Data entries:
····················

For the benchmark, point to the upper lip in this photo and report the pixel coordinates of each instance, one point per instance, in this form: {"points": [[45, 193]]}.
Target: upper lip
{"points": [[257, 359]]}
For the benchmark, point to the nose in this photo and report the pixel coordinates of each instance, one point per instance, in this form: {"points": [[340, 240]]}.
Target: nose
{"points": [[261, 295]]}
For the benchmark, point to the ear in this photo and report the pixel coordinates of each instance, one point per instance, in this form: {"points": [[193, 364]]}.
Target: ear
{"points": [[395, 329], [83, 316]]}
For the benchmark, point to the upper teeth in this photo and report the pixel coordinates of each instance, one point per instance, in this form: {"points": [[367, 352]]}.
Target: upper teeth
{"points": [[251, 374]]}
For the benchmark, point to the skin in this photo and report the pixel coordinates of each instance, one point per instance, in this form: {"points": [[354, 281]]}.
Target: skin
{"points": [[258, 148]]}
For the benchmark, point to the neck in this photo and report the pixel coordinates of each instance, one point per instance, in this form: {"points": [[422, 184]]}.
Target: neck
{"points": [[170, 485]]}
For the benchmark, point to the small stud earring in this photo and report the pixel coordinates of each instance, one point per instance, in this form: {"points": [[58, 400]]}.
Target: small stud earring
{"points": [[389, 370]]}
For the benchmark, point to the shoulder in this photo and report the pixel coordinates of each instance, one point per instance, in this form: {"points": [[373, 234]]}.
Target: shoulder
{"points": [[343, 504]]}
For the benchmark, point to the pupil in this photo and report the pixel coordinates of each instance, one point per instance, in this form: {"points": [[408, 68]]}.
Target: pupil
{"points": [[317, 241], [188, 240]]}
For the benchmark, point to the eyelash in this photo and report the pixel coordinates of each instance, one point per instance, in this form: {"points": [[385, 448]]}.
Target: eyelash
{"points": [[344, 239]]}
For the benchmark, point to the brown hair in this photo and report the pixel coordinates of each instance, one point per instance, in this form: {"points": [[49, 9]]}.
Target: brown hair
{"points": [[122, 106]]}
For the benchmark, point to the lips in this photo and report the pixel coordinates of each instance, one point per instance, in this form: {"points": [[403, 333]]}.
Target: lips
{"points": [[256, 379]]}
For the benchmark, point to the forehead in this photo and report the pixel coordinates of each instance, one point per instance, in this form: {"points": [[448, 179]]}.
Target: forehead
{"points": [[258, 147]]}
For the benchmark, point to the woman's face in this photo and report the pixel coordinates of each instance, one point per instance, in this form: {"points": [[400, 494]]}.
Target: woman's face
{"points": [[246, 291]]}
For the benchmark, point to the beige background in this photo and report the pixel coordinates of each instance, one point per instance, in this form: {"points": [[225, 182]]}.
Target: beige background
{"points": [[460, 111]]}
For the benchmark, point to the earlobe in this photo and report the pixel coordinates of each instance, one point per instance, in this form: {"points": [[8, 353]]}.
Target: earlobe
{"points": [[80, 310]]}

····················

Task => Rescale everything from the line containing "For the benchmark, point to the woman's" down to the end of the records, and reproduce every line, requests included. Multiply each point coordinate in the answers by 0.3 and round to whole numbers, with halves rounded up, while leaving the requests and their sample coordinates unchanged.

Solution to the exercise =>
For the benchmark, point to the woman's face in this photo and report the pixel coordinates of each instance, one point per instance, in this form: {"points": [[400, 494]]}.
Target: woman's face
{"points": [[74, 87]]}
For the benchmark, point to the beige background in this photo and report the pixel coordinates of each instance, one point per instance, in this form: {"points": [[225, 182]]}.
Target: beige background
{"points": [[138, 33]]}
For the benchmark, point to the earlobe in this photo and report the pixel coordinates of each instance, one point per instance, in this form: {"points": [[8, 353]]}.
Target: earlobe
{"points": [[24, 93]]}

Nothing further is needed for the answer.